== Supplied material ==

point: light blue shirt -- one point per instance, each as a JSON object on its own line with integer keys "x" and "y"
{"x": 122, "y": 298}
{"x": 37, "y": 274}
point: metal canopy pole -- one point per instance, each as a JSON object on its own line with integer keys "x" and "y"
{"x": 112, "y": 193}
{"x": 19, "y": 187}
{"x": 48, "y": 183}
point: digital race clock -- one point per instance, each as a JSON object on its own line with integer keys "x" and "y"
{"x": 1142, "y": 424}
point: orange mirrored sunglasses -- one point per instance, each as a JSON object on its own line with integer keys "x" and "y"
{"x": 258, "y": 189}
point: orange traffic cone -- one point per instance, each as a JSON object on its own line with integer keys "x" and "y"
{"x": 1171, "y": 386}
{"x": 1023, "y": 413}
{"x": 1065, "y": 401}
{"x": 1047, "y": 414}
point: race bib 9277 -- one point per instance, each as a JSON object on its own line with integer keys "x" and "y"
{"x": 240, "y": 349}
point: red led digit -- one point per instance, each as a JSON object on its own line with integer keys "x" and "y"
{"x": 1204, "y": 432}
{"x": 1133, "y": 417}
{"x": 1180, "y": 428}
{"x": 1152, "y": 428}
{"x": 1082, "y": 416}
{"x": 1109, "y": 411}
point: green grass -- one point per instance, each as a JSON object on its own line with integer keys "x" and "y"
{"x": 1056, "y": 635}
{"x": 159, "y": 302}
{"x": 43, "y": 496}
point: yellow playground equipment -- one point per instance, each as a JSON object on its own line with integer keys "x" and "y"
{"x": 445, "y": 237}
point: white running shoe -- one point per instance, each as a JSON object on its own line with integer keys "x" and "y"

===

§ **Work instructions**
Put the lines above into a numbered list, omitting any blank lines.

§ **Output**
1. point: light blue shirt -- one point per instance, each as a JSON object on its own line with integer keys "x" and "y"
2. {"x": 122, "y": 298}
3. {"x": 37, "y": 274}
4. point: metal canopy pole -- one point per instance, each as a JSON object on its own line with integer keys "x" and "y"
5. {"x": 112, "y": 193}
6. {"x": 19, "y": 187}
7. {"x": 48, "y": 183}
8. point: digital race clock -- one point per instance, each as a JSON object on its own line with integer keys "x" and "y"
9. {"x": 1142, "y": 424}
10. point: orange mirrored sunglasses -- one point per instance, each as a JSON object on its own line with integer keys "x" and "y"
11. {"x": 258, "y": 189}
12. point: orange traffic cone -- one point per instance, each as a JSON object on its own line with integer keys "x" and "y"
13. {"x": 1171, "y": 386}
14. {"x": 1023, "y": 413}
15. {"x": 1065, "y": 401}
16. {"x": 1047, "y": 414}
17. point: race bib 9277 -- one point per instance, each as a JSON object on its own line with integer keys "x" and "y"
18. {"x": 240, "y": 349}
19. point: red led digit -- one point per instance, each as a JSON object on its own line with integer keys "x" and "y"
20. {"x": 1204, "y": 432}
21. {"x": 1133, "y": 417}
22. {"x": 1180, "y": 428}
23. {"x": 1152, "y": 428}
24. {"x": 1082, "y": 416}
25. {"x": 1109, "y": 411}
26. point: green grass -- one point per instance, each as a JSON object on its own line with integer keys "x" and "y"
27. {"x": 1056, "y": 635}
28. {"x": 159, "y": 302}
29. {"x": 43, "y": 496}
30. point: yellow playground equipment -- one point per instance, each as a JSON object on its own line with integer keys "x" and "y"
31. {"x": 445, "y": 237}
32. point: white running shoe -- one point per instance, each as a JSON object on its own line with integer keys "x" and "y"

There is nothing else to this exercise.